Exercise prompt » Set out the rows below as a numbered list, omitting any blank lines.

Records to process »
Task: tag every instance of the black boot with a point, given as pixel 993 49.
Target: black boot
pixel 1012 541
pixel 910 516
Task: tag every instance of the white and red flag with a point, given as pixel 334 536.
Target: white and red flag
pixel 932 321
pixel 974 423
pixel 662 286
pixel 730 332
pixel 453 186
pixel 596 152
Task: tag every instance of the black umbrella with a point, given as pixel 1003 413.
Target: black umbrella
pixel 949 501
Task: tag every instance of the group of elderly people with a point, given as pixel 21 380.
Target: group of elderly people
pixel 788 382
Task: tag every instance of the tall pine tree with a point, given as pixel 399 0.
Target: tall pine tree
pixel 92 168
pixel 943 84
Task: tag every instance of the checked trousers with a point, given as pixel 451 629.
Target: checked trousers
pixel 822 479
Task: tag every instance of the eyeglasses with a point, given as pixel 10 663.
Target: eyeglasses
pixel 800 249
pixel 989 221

Expected answer »
1. Task: tag every instance of the black boot with a point, given as pixel 993 49.
2. Target: black boot
3. pixel 1012 541
4. pixel 910 516
5. Task: tag every instance of the white and red flag with a point, given as pixel 334 536.
6. Target: white and red flag
7. pixel 932 321
8. pixel 974 423
9. pixel 662 286
10. pixel 730 332
11. pixel 453 186
12. pixel 596 152
13. Task: tag every instance of the black umbrella with a point, given as pixel 1003 413.
14. Target: black umbrella
15. pixel 949 501
16. Task: tag every instance of the group of elderly people with a point, given as pixel 21 380.
17. Target: group of elderly people
18. pixel 788 382
19. Task: tag every instance of the tall pine tree with a point, given as pixel 399 0.
20. Target: tall pine tree
21. pixel 92 168
22. pixel 943 84
23. Task: tag every instance of the checked trousers with a point, given as pixel 451 629.
24. Target: checked trousers
25. pixel 822 479
26. Task: tag every instance of the eyeglasses with a point, given as pixel 10 663.
27. Target: eyeglasses
28. pixel 800 249
29. pixel 989 221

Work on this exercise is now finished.